### To do
Edit the following lines so that every "compact shape" becomes "short form", and leave everything else unchanged.

┄┄┄┄┄┄

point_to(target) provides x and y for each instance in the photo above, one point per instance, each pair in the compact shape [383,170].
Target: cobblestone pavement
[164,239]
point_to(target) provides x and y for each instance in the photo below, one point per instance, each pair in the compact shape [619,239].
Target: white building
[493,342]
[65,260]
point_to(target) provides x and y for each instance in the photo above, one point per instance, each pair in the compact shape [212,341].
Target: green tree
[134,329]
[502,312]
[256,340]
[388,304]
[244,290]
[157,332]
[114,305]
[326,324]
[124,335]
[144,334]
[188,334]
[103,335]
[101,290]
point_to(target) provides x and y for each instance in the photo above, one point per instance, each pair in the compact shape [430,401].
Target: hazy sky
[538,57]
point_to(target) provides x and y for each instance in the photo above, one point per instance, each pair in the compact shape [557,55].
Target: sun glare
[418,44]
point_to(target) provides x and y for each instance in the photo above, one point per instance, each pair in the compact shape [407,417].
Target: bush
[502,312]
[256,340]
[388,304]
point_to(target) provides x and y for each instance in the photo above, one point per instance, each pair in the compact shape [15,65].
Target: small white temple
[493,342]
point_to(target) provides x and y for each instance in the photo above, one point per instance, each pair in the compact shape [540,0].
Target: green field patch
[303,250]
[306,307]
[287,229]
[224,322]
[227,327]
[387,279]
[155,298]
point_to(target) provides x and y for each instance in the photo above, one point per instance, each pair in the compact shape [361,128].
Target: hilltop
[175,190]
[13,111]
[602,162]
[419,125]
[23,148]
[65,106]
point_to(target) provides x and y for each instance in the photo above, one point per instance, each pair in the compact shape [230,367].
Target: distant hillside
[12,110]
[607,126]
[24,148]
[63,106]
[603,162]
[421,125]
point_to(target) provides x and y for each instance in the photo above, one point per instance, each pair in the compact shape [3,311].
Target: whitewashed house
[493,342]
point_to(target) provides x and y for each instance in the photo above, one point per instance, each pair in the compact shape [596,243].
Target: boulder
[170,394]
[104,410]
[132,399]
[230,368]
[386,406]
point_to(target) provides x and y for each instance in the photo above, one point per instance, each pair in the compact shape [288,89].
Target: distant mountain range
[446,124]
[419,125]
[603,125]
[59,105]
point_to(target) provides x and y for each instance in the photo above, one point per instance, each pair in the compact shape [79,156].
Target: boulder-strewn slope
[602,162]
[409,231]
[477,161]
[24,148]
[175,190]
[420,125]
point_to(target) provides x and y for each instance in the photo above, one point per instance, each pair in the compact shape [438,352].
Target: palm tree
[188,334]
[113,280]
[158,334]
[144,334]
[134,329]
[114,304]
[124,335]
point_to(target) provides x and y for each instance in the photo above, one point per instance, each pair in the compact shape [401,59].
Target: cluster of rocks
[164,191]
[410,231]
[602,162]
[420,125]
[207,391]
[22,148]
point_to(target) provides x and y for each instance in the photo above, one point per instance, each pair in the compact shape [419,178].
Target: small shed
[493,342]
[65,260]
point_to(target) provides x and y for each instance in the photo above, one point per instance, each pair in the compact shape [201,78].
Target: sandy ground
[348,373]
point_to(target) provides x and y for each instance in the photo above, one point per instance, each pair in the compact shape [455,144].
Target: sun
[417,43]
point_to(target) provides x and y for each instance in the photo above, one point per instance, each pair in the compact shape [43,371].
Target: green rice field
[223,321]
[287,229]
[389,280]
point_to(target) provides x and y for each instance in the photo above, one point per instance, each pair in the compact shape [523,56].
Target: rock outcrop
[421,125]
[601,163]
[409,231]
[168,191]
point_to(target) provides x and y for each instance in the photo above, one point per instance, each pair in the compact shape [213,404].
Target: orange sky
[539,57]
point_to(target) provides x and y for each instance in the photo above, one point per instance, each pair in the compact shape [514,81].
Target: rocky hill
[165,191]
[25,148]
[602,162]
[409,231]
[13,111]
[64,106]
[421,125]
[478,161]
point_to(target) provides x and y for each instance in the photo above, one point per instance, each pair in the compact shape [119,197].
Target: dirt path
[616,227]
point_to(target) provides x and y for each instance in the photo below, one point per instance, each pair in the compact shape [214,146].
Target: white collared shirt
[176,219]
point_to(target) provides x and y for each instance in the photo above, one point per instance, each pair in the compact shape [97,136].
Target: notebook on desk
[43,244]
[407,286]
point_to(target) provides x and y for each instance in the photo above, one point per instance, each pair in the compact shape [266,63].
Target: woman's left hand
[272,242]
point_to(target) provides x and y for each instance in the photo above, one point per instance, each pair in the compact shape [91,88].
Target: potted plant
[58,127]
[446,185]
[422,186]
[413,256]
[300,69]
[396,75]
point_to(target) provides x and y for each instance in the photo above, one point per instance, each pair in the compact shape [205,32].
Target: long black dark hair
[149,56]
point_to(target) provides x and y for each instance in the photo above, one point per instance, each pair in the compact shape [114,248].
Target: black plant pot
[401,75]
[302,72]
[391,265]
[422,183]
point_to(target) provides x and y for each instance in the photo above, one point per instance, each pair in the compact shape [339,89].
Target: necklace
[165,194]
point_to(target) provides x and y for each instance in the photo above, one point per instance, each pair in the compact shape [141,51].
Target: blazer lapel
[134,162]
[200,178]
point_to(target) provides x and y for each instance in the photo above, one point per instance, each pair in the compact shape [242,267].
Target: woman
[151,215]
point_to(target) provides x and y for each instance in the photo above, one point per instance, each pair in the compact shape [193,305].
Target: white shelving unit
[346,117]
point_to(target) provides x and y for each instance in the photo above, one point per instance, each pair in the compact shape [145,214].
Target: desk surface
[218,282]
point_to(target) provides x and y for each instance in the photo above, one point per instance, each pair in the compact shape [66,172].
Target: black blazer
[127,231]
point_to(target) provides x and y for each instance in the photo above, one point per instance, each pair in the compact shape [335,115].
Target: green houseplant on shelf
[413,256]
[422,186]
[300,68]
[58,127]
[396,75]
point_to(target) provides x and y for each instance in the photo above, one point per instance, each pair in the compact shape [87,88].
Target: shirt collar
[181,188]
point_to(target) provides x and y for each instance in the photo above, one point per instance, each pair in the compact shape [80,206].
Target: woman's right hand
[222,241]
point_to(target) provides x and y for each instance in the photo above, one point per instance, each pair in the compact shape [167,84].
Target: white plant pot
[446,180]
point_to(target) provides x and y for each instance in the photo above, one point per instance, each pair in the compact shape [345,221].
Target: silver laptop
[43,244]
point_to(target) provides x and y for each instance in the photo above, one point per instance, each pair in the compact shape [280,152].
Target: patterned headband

┄┄┄┄┄┄

### Problem solution
point_to(target) provides x and y for each instance in the photo above, one point per instance, each pair in the short form [383,170].
Target: cobblestone pavement
[164,239]
point_to(target) provides x and y for each instance in the photo below, one point per instance, each pair in the short form [619,239].
Target: white building
[493,342]
[65,260]
point_to(target) provides x and y for each instance in the photo above, one point per instance, each pair in the short form [212,341].
Target: green tree
[134,329]
[502,312]
[256,340]
[388,304]
[244,290]
[157,332]
[114,305]
[326,324]
[124,335]
[144,334]
[188,334]
[103,335]
[101,290]
point_to(target) provides x and y for each instance in the photo above, one point per instance, each pair in the short form [430,401].
Target: hazy sky
[538,57]
point_to(target) provides x and y for each instance in the photo above, one point per instance, each pair in the short form [557,55].
Target: sun glare
[418,44]
point_to(target) provides x and y for each instance in the photo above, one point per instance, each pair in the short form [407,417].
Target: bush
[502,312]
[256,340]
[388,304]
point_to(target) provides x and y for each instance in the photo above, one point per instance, each pair in the short form [15,65].
Target: small white temple
[493,342]
point_to(target) provides x and y for each instance in the photo above, one point per instance, each pair in the short form [540,0].
Target: green field patch
[303,250]
[306,307]
[287,229]
[224,322]
[227,327]
[387,279]
[155,298]
point_to(target) provides x and y for each instance in the photo above, one point per instance, each pair in the short form [361,128].
Target: hilltop
[175,190]
[13,111]
[602,162]
[419,125]
[23,148]
[65,106]
point_to(target) provides x and y for each instance in the photo above, one point per instance, each pair in the short form [230,367].
Target: distant hillside
[12,110]
[607,126]
[24,148]
[63,106]
[603,162]
[421,125]
point_to(target) provides x and y for each instance in the photo above, one point per instance, each pair in the short form [3,311].
Target: whitewashed house
[493,342]
point_to(target) provides x and y for each instance in the photo above, one point per instance, each pair in the short form [596,243].
Target: boulder
[170,394]
[104,410]
[132,399]
[230,368]
[386,406]
point_to(target) provides x and y for each instance in the photo above, one point per instance, each pair in the short form [288,89].
Target: distant mountain range
[446,124]
[419,125]
[603,125]
[59,105]
point_to(target) provides x and y for each instance in the photo above, one point per instance, each pair in the short form [79,156].
Target: boulder-strewn slope
[602,162]
[409,231]
[477,161]
[24,148]
[175,190]
[420,125]
point_to(target) provides x and y for each instance in the photo above, one point per instance, each pair in the short form [438,352].
Target: palm tree
[188,334]
[113,280]
[158,334]
[144,334]
[134,329]
[114,304]
[124,335]
point_to(target) provides x and y for each instance in the photo above, one point per instance, each pair in the short form [401,59].
Target: cluster of rocks
[164,191]
[410,231]
[602,162]
[420,125]
[207,391]
[22,148]
point_to(target) provides x and y for each instance in the photo above, one point per instance, each pair in the short form [419,178].
Target: small shed
[493,342]
[65,260]
point_to(target) provides x and y for each instance in the photo above, one point per instance, each pair in the short form [201,78].
Target: sandy ground
[348,373]
point_to(target) provides x and y for each instance in the photo above, one point per instance, each pair in the short form [455,144].
Target: sun
[417,43]
point_to(target) provides x and y for each instance in the photo above, one point per instance, each pair in the short form [43,371].
Target: green rice field
[223,321]
[287,229]
[389,280]
point_to(target) provides x and y for each instance in the photo above, one point per instance, each pair in the short form [523,56].
Target: rock outcrop
[421,125]
[601,163]
[409,231]
[168,191]
point_to(target) provides x and y for each instance in the photo above, one point per instance, each pair in the short form [213,404].
Target: orange sky
[539,57]
point_to(target) provides x and y for each instance in the photo above, one point per instance, each pair in the short form [514,81].
Target: rocky hill
[165,191]
[25,148]
[602,162]
[409,231]
[13,111]
[64,106]
[421,125]
[478,161]
point_to(target) provides x and y for each instance in the photo above, one point per instance, each pair in the short form [119,197].
Target: dirt path
[616,227]
point_to(target) provides x and y for each instance in the photo below, one point per instance, each pair in the short form [214,146].
Target: white collared shirt
[176,219]
point_to(target) provides x and y for each instance in the photo above, one point per instance, each pair in the short form [97,136].
Target: notebook on desk
[43,244]
[407,286]
point_to(target) provides x and y for each instance in the photo above, one point per instance, each pair in the short form [266,63].
Target: woman's left hand
[272,242]
point_to(target) provides x and y for each instance in the photo above, one point per instance, each pair in the short form [91,88].
Target: potted plant
[58,127]
[446,185]
[422,186]
[413,256]
[300,69]
[396,75]
point_to(target) provides x and y for each instance in the photo above, one point per instance, each pair in the short form [205,32].
Target: long black dark hair
[149,56]
point_to(target) provides x and y for each instance in the photo above, one point per instance, each pair in the short form [114,248].
Target: black plant pot
[401,75]
[302,72]
[391,265]
[422,183]
point_to(target) provides x and y for each instance in the photo above, one point per instance, each pair in the short form [339,89].
Target: necklace
[165,194]
point_to(target) provides x and y for each instance in the photo above, one point per instance, each pair in the short form [141,51].
Target: blazer lapel
[134,162]
[200,178]
point_to(target) provides x and y for each instance in the photo above, one point per instance, each pair in the short form [242,267].
Target: woman
[151,215]
point_to(target) provides x and y for each instance in the photo above, one point per instance, each pair in the short form [193,305].
Target: white shelving unit
[346,117]
point_to(target) provides x and y for each instance in the photo above, one point per instance, each pair in the short form [145,214].
Target: desk surface
[218,282]
point_to(target) provides x and y for each instance in the photo above, one point per instance, each pair in the short form [66,172].
Target: black blazer
[127,231]
point_to(target) provides x and y for each instance in the photo above, one point per instance, each pair in the short form [335,115].
Target: green houseplant on shelf
[413,256]
[422,186]
[300,68]
[58,127]
[396,75]
point_to(target) provides x and y for each instance in the photo above, one point per instance, each pair in the short form [87,88].
Target: shirt collar
[181,188]
point_to(target) provides x and y for each instance in the photo above, one point per instance, each pair in the short form [80,206].
Target: woman's right hand
[222,241]
point_to(target) provides x and y for each instance in the photo above, one point per instance, each pair in the short form [167,84].
Target: white plant pot
[446,180]
point_to(target) provides x and y for each instance in the photo above, one point per instance, each pair in the short form [345,221].
Target: silver laptop
[43,244]
point_to(target) provides x and y for each instance in the photo above, one point per instance, each pair in the short form [280,152].
Target: patterned headband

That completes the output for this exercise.